必須課題: ヘリコプター展示についての文章のうち、「ヘリコプターは他にも日本初の」から「でスマホでも解説が見られる。」までをすべて、一字も変えずに書き写すこと。

文書抜粋:
+-------+
ここからは展示されているヘリコプターの一部を紹介しよう。まずはOH-6Jのローターを新形式に変更した実験機だ。ローターが赤く塗られているのが印象的。
ヘリのローターヘッド部のみの展示もあり、ローター形式を変更するメリットが分かりやすくなっている。
ヘリコプターは他にも日本初の国際共同開発ヘリコプターであるBK117や自衛隊のOH-1のモックアップなど様々な物が展示されていた。ヘリコプターへの知識が乏しい自分が説明しようとしてもしょうがないので存在の紹介だけしておこう。前回もヘリコプターは半ば流し見だったのだが、今回もそれに近くなってしまったのは惜しまれる。次行く時はヘリコプター周りの知識をもっと知っておくべきだろう。
機体以外にもエンジンや航空機の仕組みの解説プレートなどの展示も充実している。一部のエンジンは機構を稼働させて仕組みを理解できるようになっていた。また、展示されている機体の上面図と簡単な解説、そして動翼の位置が示されているパネルもあった。QRコードも記載されており、公式アプリでこれを読み取ることでスマホでも解説が見られる。
+-------+
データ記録

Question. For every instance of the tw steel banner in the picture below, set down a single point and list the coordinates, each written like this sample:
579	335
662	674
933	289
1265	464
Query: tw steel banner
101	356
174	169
+-------+
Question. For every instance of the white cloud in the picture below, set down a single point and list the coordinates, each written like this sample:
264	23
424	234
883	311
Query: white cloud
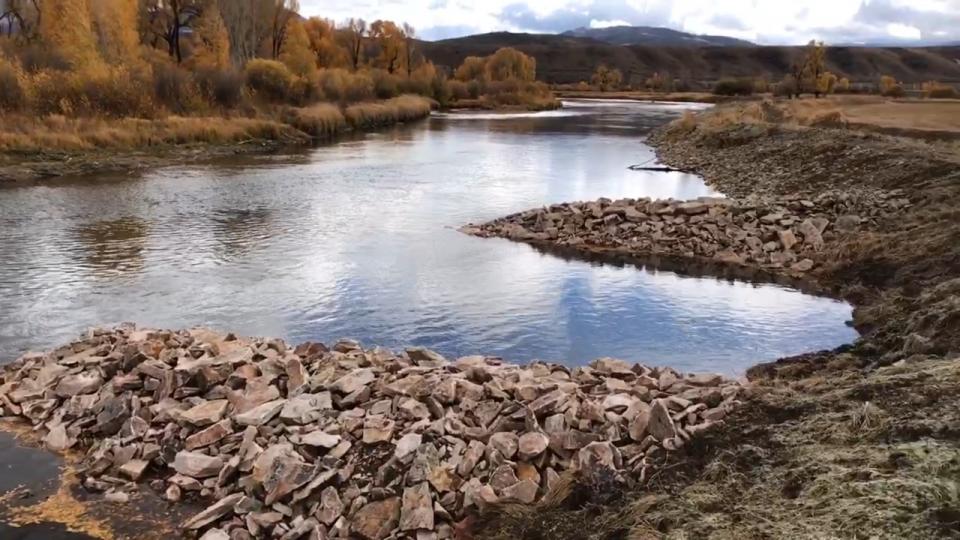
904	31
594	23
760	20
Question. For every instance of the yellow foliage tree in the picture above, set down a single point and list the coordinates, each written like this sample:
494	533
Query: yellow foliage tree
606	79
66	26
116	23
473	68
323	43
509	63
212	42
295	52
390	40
+-------+
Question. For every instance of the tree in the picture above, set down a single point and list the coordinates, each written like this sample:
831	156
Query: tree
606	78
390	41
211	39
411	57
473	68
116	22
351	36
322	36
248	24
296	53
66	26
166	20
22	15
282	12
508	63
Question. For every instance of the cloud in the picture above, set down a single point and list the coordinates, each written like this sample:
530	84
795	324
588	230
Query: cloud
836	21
+-------+
回答全文:
ヘリコプターは他にも日本初の国際共同開発ヘリコプターであるBK117や自衛隊のOH-1のモックアップなど様々な物が展示されていた。ヘリコプターへの知識が乏しい自分が説明しようとしてもしょうがないので存在の紹介だけしておこう。前回もヘリコプターは半ば流し見だったのだが、今回もそれに近くなってしまったのは惜しまれる。次行く時はヘリコプター周りの知識をもっと知っておくべきだろう。
機体以外にもエンジンや航空機の仕組みの解説プレートなどの展示も充実している。一部のエンジンは機構を稼働させて仕組みを理解できるようになっていた。また、展示されている機体の上面図と簡単な解説、そして動翼の位置が示されているパネルもあった。QRコードも記載されており、公式アプリでこれを読み取ることでスマホでも解説が見られる。